[[ Document segment open ]]
Jasmine, a 3-year-old miniature dachshund, came home with us on Sunday, July 15 after a journey that traversed the country and brought her from a miserable existence to a very fluffy pillow.

Jasmine was purchased by a veterinarian who scoured dog auctions across multiple states, buying dogs that were breeders for puppy mills. The vet then brought the dogs, 49 in all, to the San Francisco Bay area to be treated for medical issues and adopted out to loving families. (You can read all about it on SFGate.) The various breeds were taken by a number of rescue organizations throughout the area, and were placed into foster homes until they could be spayed or neutered, treated for various health issues, and deemed fit for adoption.

I had been wanting to raise a dachshund for many years, but due to a very hectic work schedule, my husband and I decided to postpone raising a dog until we had enough time to devote to its care. When I finally decided to make a go at bootstrapping my own company (and working out of my home), we decided it was time to begin our search for a new member of the family. Then, my husband came upon the story about the puppy mill rescue dogs.

I called the vet that rescued the dogs, but we never connected. I found some dachshund rescue organizations, but never heard back from any of the volunteers. I finally started to scour PetFinder and found a very cute dachshund available for adoption. I called the contact for the dog and left a message. When she returned my call, she gave me the contact names of several of the fosters taking care of the puppy-mill dogs. I finally got in touch with one of them, and I went to her home to view the available animals.

“Holly” was an over-10-year-old dapple with a sweet disposition. She was mildly friendly, but still very skittish. I thought about adopting her, but I felt that I wanted a younger dog…more years to spend with the dog. Then, I saw “Orchid.” She was a very small short-haired dapple with one blue eye and one brown. She was very wary of strangers, and even when the foster “mom” put her in my lap, all she did was tremble. She had just whelped a litter six weeks before, and her puppies were happily frolicking in the yard. She was protective of the puppies, but other than that, she seemed to show no interest in anything else.

We were a little hesitant about adopting “Orchid.” She wasn’t socialized at all. She was afraid of people. She wasn’t housebroken. But something about her tugged at my heart, and we decided to move forward with the adoption.
[[ Document segment closed ]]
Required tasks:
1. Decide whether each statement agrees with the dachshund adoption account, answering yes or no and quoting the deciding words: (a) The veterinarian brought 49 dogs to the San Francisco Bay area. (b) Holly was younger than ten years old. (c) Orchid had one blue eye and one brown eye.
2. Print the dachshund adoption account from "Jasmine was purchased" to "fit for adoption.".
[[ Data for review open ]]
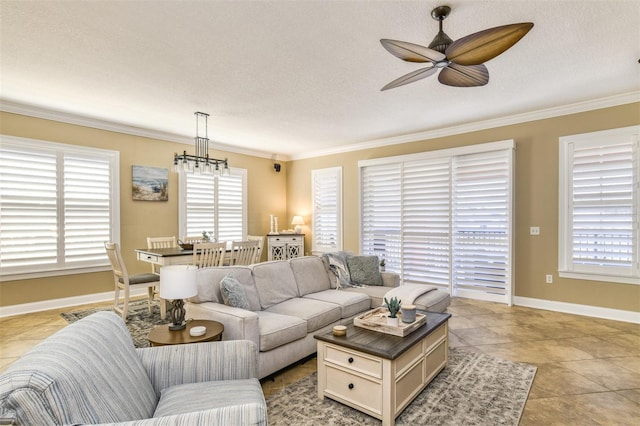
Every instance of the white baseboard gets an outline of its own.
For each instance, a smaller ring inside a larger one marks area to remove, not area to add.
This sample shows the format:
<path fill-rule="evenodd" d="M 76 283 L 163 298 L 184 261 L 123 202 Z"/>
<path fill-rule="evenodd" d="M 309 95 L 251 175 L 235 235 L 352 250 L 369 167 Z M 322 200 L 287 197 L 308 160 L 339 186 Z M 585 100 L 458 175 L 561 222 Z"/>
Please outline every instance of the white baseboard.
<path fill-rule="evenodd" d="M 146 296 L 147 289 L 131 290 L 130 297 Z M 83 296 L 64 297 L 62 299 L 43 300 L 42 302 L 23 303 L 21 305 L 10 305 L 0 307 L 0 318 L 13 315 L 29 314 L 32 312 L 48 311 L 50 309 L 66 308 L 69 306 L 86 305 L 88 303 L 98 303 L 112 301 L 113 291 L 105 293 L 93 293 Z"/>
<path fill-rule="evenodd" d="M 640 324 L 640 312 L 514 296 L 514 305 Z"/>

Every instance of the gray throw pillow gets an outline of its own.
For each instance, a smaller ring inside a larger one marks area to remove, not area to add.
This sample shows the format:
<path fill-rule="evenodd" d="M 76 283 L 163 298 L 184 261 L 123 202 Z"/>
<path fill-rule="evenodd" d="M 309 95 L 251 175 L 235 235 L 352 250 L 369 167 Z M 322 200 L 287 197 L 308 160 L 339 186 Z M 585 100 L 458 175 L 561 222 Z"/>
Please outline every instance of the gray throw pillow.
<path fill-rule="evenodd" d="M 247 293 L 235 275 L 227 274 L 220 281 L 220 293 L 222 293 L 222 300 L 225 305 L 240 309 L 250 309 Z"/>
<path fill-rule="evenodd" d="M 360 285 L 382 285 L 378 256 L 347 257 L 351 282 Z"/>

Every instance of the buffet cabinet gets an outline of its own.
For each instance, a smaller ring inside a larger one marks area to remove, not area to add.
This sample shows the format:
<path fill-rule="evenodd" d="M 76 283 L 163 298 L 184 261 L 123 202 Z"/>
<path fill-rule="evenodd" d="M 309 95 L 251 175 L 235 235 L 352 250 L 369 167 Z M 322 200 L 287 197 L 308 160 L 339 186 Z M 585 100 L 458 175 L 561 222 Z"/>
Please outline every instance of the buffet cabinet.
<path fill-rule="evenodd" d="M 288 260 L 304 256 L 304 234 L 267 235 L 268 260 Z"/>

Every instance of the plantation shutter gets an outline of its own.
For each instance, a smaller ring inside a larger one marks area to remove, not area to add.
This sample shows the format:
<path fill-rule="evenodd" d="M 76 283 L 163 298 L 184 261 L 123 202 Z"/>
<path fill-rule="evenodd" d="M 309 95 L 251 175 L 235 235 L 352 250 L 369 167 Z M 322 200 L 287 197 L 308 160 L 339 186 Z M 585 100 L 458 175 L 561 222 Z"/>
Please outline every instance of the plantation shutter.
<path fill-rule="evenodd" d="M 511 304 L 513 141 L 359 163 L 361 253 L 404 284 Z"/>
<path fill-rule="evenodd" d="M 453 287 L 458 296 L 510 298 L 511 163 L 509 150 L 453 159 Z"/>
<path fill-rule="evenodd" d="M 320 253 L 342 250 L 342 168 L 313 170 L 311 191 L 312 250 Z"/>
<path fill-rule="evenodd" d="M 186 220 L 183 237 L 202 236 L 216 229 L 216 187 L 213 175 L 185 173 Z"/>
<path fill-rule="evenodd" d="M 218 241 L 240 241 L 244 235 L 244 179 L 232 174 L 218 178 Z"/>
<path fill-rule="evenodd" d="M 216 241 L 240 241 L 246 235 L 246 170 L 229 176 L 185 173 L 181 176 L 182 236 L 211 233 Z"/>
<path fill-rule="evenodd" d="M 104 242 L 119 239 L 117 166 L 115 151 L 3 136 L 3 278 L 107 266 Z"/>
<path fill-rule="evenodd" d="M 569 149 L 571 268 L 638 276 L 638 141 Z"/>
<path fill-rule="evenodd" d="M 110 241 L 110 195 L 108 161 L 65 155 L 65 263 L 104 259 L 104 242 Z"/>
<path fill-rule="evenodd" d="M 362 253 L 385 260 L 390 271 L 402 270 L 401 165 L 361 169 Z"/>
<path fill-rule="evenodd" d="M 450 160 L 407 162 L 402 183 L 405 283 L 449 287 Z"/>
<path fill-rule="evenodd" d="M 0 149 L 2 269 L 57 264 L 57 179 L 55 152 Z"/>

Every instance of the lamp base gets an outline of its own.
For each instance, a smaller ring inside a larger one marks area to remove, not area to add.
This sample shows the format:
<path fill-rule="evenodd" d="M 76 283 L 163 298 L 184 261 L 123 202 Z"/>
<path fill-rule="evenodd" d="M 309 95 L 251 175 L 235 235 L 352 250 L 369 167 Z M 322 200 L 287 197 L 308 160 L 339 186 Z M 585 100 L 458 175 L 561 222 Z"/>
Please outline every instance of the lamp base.
<path fill-rule="evenodd" d="M 170 331 L 180 331 L 187 328 L 187 323 L 184 321 L 185 313 L 184 300 L 176 299 L 171 302 L 171 310 L 169 312 L 171 316 Z"/>
<path fill-rule="evenodd" d="M 171 331 L 180 331 L 180 330 L 184 330 L 185 328 L 187 328 L 187 323 L 182 323 L 182 324 L 169 324 L 169 330 Z"/>

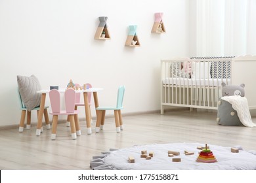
[[ Data for review closed ]]
Completed exercise:
1.
(a) Yes: "The vet then brought the dogs, 49 in all, to the San Francisco Bay area"
(b) No: "was an over-10-year-old dapple"
(c) Yes: "one blue eye and one brown"

2.
Jasmine was purchased by a veterinarian who scoured dog auctions across multiple states, buying dogs that were breeders for puppy mills. The vet then brought the dogs, 49 in all, to the San Francisco Bay area to be treated for medical issues and adopted out to loving families. (You can read all about it on SFGate.) The various breeds were taken by a number of rescue organizations throughout the area, and were placed into foster homes until they could be spayed or neutered, treated for various health issues, and deemed fit for adoption.